PROBLEM TO SOLVE: Please repeat, without alteration, the line containing "Can you see the blurred" and every line that follows it to the end of the entries below, and only those lines.

Entries taken from a collection:

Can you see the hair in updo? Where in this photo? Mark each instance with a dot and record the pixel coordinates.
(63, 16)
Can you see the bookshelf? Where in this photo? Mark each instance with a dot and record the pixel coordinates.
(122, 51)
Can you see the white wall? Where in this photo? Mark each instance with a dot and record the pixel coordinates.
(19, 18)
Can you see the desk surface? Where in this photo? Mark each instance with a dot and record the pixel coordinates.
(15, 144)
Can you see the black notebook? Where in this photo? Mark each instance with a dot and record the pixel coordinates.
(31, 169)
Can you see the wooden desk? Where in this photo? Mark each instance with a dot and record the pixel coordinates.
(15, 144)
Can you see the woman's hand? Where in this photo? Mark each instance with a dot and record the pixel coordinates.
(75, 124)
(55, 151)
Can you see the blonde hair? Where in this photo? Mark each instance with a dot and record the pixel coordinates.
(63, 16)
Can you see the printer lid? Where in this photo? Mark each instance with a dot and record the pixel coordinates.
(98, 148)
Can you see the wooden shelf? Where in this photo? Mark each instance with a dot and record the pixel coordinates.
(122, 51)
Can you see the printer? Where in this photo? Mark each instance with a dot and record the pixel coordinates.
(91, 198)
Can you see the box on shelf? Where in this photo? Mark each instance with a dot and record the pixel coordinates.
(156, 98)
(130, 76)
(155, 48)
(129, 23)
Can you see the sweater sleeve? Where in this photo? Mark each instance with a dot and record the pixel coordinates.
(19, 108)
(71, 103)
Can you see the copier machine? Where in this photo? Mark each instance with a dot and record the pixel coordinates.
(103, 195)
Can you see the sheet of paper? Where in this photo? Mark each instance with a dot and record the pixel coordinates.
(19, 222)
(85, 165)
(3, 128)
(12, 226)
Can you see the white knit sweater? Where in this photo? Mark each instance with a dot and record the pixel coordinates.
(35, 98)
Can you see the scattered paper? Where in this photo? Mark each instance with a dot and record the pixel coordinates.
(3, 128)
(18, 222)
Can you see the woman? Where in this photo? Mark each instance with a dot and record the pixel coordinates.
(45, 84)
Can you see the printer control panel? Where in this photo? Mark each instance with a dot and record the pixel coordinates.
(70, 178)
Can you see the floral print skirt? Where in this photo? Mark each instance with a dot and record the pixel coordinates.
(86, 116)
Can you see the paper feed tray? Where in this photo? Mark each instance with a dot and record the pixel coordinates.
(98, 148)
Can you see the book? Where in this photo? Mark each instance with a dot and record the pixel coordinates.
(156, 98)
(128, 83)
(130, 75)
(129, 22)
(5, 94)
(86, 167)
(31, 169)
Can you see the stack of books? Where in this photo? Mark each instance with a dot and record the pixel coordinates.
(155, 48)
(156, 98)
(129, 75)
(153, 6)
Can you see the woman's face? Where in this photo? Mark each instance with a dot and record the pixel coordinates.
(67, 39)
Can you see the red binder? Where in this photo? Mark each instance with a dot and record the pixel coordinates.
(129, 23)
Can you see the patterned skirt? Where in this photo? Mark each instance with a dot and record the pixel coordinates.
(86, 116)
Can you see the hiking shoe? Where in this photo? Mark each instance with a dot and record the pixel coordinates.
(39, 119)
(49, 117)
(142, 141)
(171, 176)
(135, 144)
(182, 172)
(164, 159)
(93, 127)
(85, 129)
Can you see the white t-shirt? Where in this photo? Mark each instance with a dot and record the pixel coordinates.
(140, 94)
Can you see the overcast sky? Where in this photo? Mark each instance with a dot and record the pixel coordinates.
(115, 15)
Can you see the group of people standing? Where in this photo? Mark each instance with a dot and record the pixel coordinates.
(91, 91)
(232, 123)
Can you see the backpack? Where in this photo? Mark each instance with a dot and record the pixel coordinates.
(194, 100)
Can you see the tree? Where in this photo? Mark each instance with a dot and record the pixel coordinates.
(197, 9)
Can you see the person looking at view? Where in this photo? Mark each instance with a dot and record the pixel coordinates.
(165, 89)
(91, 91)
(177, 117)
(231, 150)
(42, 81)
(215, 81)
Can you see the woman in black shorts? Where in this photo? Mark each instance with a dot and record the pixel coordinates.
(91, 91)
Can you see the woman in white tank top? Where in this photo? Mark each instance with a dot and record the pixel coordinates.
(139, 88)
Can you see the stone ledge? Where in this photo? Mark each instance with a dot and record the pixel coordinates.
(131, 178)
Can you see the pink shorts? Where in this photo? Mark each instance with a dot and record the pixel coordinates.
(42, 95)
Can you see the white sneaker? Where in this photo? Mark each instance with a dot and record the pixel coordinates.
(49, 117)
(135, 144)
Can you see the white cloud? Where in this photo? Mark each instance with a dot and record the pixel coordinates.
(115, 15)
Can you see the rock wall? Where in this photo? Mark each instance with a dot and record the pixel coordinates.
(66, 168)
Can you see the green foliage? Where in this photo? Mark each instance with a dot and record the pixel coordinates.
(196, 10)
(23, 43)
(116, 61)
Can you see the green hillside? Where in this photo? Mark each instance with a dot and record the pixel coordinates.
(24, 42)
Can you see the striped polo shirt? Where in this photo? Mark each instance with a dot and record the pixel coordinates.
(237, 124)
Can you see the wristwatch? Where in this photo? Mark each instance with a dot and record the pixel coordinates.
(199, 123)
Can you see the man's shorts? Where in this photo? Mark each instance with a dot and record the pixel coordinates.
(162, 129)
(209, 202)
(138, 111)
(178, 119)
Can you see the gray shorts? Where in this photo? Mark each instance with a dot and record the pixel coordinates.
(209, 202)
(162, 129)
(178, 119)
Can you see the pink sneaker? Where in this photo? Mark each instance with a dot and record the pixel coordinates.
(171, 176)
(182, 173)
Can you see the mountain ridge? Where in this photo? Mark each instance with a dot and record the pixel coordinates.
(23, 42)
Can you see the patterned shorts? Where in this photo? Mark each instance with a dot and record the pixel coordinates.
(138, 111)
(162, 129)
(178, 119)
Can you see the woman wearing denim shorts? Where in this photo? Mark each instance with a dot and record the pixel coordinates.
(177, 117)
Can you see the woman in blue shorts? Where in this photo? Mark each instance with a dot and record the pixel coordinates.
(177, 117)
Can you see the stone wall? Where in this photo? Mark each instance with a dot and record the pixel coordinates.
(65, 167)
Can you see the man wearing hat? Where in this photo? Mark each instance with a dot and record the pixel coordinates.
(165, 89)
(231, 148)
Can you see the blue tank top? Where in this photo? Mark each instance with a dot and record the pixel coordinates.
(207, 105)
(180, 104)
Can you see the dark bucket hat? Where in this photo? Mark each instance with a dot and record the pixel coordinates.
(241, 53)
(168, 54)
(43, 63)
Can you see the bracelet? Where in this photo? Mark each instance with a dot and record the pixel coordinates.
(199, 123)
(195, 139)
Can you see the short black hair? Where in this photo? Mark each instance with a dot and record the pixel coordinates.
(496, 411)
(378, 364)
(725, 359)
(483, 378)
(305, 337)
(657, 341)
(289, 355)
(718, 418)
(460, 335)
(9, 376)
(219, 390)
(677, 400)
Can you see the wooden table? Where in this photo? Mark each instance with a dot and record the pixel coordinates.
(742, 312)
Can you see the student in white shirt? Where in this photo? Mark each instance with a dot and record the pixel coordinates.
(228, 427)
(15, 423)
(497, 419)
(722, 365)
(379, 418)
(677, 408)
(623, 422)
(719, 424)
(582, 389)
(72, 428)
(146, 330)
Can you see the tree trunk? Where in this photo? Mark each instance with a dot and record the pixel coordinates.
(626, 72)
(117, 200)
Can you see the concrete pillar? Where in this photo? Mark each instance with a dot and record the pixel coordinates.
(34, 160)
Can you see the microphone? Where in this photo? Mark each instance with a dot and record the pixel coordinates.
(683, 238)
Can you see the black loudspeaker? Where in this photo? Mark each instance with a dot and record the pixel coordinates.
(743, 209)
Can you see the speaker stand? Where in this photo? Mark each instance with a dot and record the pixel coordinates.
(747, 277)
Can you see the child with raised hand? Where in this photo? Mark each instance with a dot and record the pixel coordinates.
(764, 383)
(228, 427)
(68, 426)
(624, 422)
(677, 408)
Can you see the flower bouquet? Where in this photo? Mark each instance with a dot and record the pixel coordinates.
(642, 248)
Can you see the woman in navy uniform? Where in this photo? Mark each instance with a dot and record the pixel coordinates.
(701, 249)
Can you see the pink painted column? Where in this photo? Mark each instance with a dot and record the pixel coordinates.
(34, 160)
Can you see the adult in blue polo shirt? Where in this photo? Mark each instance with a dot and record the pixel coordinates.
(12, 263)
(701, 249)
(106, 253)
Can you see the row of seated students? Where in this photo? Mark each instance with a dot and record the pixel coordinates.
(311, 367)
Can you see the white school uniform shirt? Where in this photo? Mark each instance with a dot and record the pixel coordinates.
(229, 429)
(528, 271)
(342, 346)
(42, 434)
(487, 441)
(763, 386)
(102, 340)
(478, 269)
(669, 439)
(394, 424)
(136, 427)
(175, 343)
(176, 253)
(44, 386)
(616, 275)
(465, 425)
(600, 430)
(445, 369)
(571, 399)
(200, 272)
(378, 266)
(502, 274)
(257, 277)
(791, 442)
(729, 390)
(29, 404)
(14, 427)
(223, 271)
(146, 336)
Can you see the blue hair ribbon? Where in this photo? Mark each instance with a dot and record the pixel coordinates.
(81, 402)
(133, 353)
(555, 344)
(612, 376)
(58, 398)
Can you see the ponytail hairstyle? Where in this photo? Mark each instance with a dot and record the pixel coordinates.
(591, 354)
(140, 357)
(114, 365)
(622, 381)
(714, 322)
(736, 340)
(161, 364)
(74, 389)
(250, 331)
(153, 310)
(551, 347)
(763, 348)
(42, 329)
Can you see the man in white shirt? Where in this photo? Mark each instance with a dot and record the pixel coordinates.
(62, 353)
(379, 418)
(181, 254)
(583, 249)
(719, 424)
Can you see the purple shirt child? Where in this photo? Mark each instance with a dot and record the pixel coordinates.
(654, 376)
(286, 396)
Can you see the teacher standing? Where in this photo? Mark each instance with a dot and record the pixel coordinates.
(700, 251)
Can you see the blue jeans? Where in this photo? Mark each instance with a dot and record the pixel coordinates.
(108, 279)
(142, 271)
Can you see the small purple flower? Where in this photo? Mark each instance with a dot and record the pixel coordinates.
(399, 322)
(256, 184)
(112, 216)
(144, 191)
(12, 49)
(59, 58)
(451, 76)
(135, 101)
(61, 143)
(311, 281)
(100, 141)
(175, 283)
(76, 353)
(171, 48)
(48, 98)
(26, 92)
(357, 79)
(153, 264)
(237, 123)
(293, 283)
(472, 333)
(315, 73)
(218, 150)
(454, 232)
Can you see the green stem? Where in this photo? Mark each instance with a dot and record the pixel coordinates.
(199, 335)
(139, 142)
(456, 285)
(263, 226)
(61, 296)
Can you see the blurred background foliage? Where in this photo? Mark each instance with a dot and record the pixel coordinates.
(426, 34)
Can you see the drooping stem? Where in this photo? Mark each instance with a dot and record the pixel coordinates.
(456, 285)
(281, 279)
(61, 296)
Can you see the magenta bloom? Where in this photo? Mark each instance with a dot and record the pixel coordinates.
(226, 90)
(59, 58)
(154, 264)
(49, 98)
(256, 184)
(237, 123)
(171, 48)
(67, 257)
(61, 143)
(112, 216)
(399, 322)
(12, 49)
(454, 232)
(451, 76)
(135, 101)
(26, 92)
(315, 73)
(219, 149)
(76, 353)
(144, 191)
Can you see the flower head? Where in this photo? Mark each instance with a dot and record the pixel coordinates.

ANSWER SECTION:
Can you see the blurred background foliage? Where in this photo? Mark each instance with a dot and record the pixel coordinates.
(426, 34)
Can you see the drooping stem? Where in this photo? Mark each instance with a dot and record the pixel coordinates.
(456, 285)
(281, 279)
(61, 296)
Can you see the magenta bloom? Where in this photo? Mark each instance with a dot and record the pixel coordinates.
(226, 90)
(59, 58)
(154, 264)
(49, 98)
(256, 184)
(237, 123)
(171, 48)
(67, 257)
(61, 143)
(112, 216)
(399, 322)
(12, 49)
(454, 232)
(451, 76)
(135, 101)
(26, 92)
(315, 73)
(219, 149)
(76, 353)
(144, 191)
Can you see the flower head? Where in this photo? Mark each instance with a dot and record the pixel coordinates.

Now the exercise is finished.